- Work required -
Answer these about the post on enlightened sexism below:
1. Which magazine does the article come from?
2. According to enlightened sexism, through what do women gain "true power"?
3. Whom did the Spice Girls make an honorary Spice Girl?

- Passage to read -
▼

Friday, March 5, 2010

Enlightened Sexism: "Women's Success" Means It's Fine to Resurrect -- Even Celebrate -- Sexist Stereotypes

The title is misleading - this comes from In These Times, a progressive lefty magazine. So this article is really looking at the issues still facing women - the lack of equality in income and in other realms.

As progressive men, we need to have women be our equals, our partners - and this cannot happen if they are still "The Second Sex."

Enlightened Sexism: "Women's Success" Means It's Fine to Resurrect -- Even Celebrate -- Sexist Stereotypes

Enlightened sexism tells women that they gain "true power" through the calculated deployment of their faces, bodies, attire and sexuality.

March 1, 2010 | Spring 1997

Photo Credit: Dreamglow

This was the Spice Girls moment, and debate: Were these frosted cupcakes really a vehicle for feminism? And how much reversion back to the glory days of prefeminism should girls and women accept—even celebrate—given that we now allegedly had it all? Despite their Wonderbras and bare thighs, the Spice Girls advocated “girl power.” They demanded, in their colossal, intercontinental hit “Wannabe,” that boys treat them with respect or take a hike. Their boldfaced liner notes claimed that “The Future Is Female” and suggested that they and their fans were “Freedom Fighters.” They made Margaret Thatcher an honorary Spice Girl. “We’re freshening up feminism for the nineties,” they told the Guardian. “Feminism has become a dirty word. Girl Power is just a ’90s way of saying it.”

▲

- Data block -

▼

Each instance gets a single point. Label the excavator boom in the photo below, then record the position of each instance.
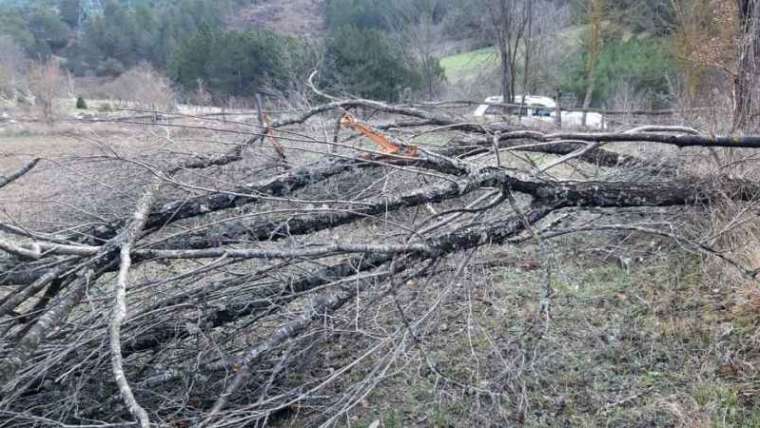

▲

- The solution -
1. In These Times
2. The calculated deployment of their faces, bodies, attire and sexuality
3. Margaret Thatcher